__What to do__:
1. According to the poll analysis, what share of respondents picked Christopher Luxon as preferred prime minister?
2. Retype the part of the poll analysis starting with "National may start" and going on through "18% this time.".

__Document extract__:
_____
Poll: 'If the Greens can’t get it together, the left will be in opposition'

Green Part co-leaders Marama Davidson and James Shaw

Analysis: A week ago the Government announced billions of dollars in spending.

But there’s been no Budget bounce in our latest 1News Kantar Public poll.

More often than not National governments have seen a post-Budget boost in our May poll numbers but Grant Robertson hasn’t been able to do this for the last three years.

In fact, in the last six Labour Budgets - except for 2020 when there was a dramatic 18% surge in the wake of Covid spending - Labour's support has fallen after their Budget announcements.

When you are announcing this much spending you’d want voters to feel a bit better about life.

This poll shows just how crucial the Greens success is to Labour.

The Green Party infighting around Elizabeth Kerekere cost them 4 percentage points and that has cost Labour the election, should voters have been off to the polls this week.

If the Greens can’t get it together the left will be sitting in the opposition benches.

It’s clear the public have no time for political scrapping when they’re struggling.

Seats in the house based on May 25 1News Kantar Public poll

This result with be a jolt for the Greens and will demonstrate the need for discipline and unity if they want to have an influence on the political landscape.

This poll will also push pause on the chatter around Christopher Luxon’s leadership.

On these results he would be Prime Minister and that’s a hard thing to argue with.

The fact he’s stagnating in the late teens - 18% - in the preferred prime minister numbers is a worry but he’s still in double digits.

National may start to push the message of a “strong team” if he continues to struggle to get people to like him.

National have tried to say people don’t know Luxon but it seems the more people get to know him the less they like him.

In the post-Budget poll last year he was sitting on 25% and we’ve seen a steady drop, with 17% in March and now 18% this time.

Labour sees Chris Hipkins as it’s biggest asset - he's on 25% - but right now that’s not the case for Luxon. Interestingly 1% want to see his deputy Nicola Willis as Prime Minister.

Preferred prime minister results for May 25

Te Pāti Māori have lost their kingmaker status despite all the attention around wooing Meka Whaitiri from Labour as a candidate.

The party had a lot of attention and it would have been keen to capitalise on that.
_____
__Record set__:

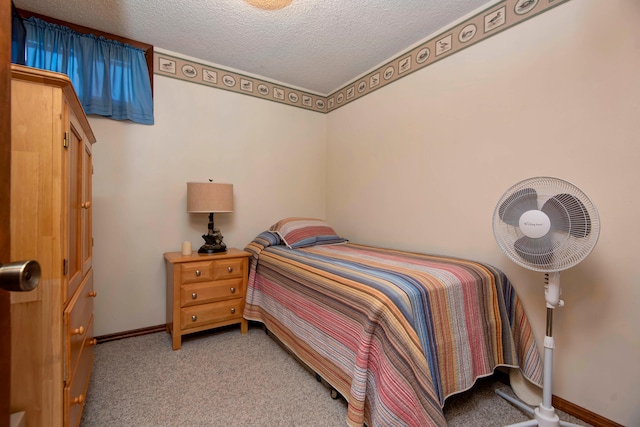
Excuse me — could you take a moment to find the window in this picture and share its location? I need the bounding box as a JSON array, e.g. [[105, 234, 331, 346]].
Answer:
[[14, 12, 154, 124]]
_____
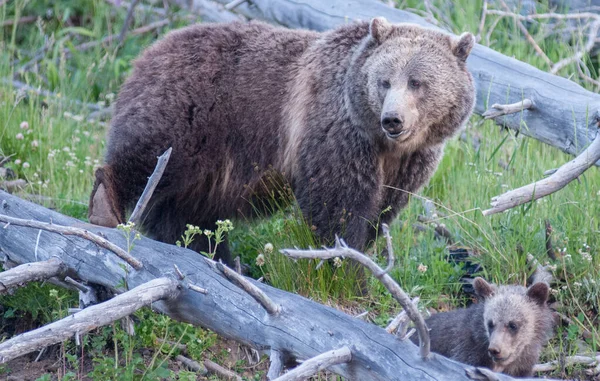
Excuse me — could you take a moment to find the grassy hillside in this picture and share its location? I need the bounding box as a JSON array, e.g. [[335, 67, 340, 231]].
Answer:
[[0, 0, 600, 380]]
_____
__Answers to each task__:
1. 18%

2.
National may start to push the message of a “strong team” if he continues to struggle to get people to like him.

National have tried to say people don’t know Luxon but it seems the more people get to know him the less they like him.

In the post-Budget poll last year he was sitting on 25% and we’ve seen a steady drop, with 17% in March and now 18% this time.